The exercise –
Please pick out every line of the records below that contains the word "ceiling" and copy each one in full. Case counts.

* Begin The records *

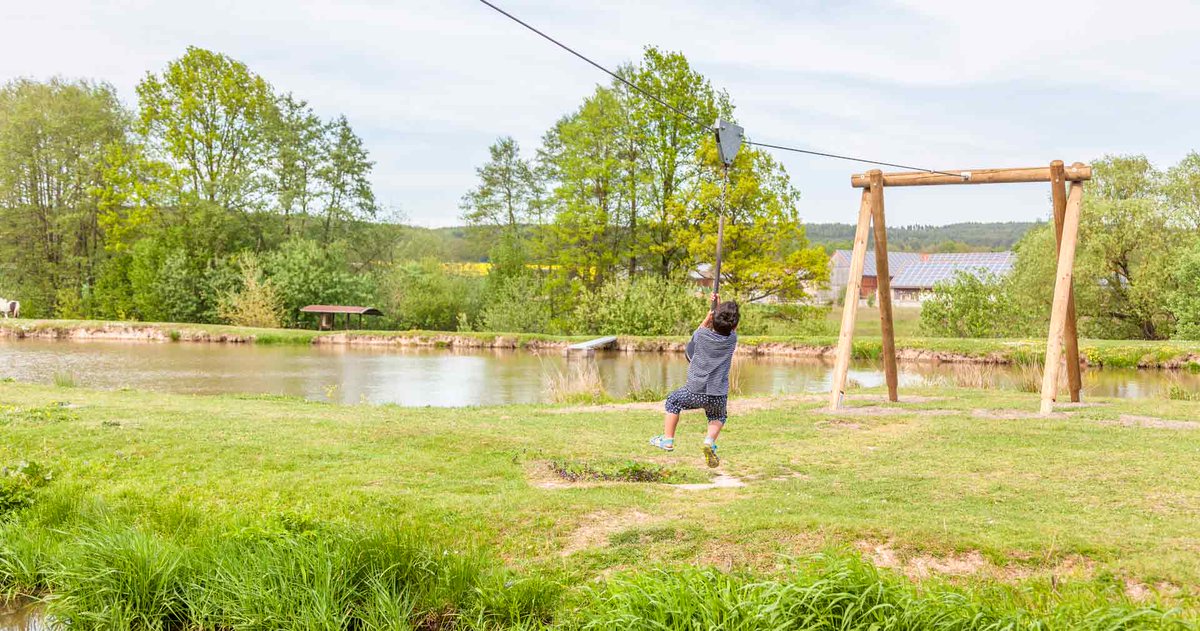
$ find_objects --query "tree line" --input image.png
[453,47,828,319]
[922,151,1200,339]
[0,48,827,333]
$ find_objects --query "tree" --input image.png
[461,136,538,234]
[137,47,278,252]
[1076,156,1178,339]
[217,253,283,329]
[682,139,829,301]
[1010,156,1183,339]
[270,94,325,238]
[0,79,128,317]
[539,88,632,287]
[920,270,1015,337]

* End The records *
* Begin The records *

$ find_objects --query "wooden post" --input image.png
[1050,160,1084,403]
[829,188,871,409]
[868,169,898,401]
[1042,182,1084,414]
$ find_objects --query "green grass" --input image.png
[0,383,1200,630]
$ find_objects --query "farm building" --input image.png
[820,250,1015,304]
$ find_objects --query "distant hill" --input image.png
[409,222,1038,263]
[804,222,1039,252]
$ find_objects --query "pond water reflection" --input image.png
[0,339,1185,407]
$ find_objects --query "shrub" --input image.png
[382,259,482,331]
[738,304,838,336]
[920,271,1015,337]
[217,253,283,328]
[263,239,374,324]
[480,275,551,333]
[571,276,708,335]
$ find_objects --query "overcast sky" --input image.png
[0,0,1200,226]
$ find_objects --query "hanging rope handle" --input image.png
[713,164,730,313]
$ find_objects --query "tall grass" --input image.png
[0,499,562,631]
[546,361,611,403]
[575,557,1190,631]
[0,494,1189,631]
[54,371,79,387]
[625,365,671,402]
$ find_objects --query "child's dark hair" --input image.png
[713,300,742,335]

* End The records *
* Begin The records *

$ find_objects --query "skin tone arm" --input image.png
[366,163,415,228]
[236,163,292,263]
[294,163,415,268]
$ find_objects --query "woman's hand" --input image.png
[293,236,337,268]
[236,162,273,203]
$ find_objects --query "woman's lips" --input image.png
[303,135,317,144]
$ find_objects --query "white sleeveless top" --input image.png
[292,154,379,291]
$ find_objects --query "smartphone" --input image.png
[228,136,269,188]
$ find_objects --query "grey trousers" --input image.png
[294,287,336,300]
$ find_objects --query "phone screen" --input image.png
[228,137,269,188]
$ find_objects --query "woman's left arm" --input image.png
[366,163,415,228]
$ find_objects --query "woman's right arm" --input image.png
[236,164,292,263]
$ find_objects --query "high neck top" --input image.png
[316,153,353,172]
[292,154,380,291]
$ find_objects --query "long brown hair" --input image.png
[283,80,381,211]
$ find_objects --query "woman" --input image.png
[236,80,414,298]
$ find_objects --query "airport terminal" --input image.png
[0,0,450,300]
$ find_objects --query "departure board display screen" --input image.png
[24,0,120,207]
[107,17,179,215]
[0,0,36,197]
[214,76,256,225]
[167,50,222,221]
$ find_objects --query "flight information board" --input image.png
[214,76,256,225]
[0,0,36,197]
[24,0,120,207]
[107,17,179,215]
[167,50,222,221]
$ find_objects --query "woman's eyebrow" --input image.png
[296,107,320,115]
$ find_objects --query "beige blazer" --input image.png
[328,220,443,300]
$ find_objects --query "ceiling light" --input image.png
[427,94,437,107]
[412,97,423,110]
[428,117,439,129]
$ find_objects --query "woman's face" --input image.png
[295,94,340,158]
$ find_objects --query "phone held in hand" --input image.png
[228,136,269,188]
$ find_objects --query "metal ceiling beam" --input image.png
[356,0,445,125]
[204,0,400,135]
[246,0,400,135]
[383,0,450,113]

* End The records *

Written answer –
$ find_objects --query "ceiling light" --input image.png
$ find_objects --query "metal ceiling beam" --input image.png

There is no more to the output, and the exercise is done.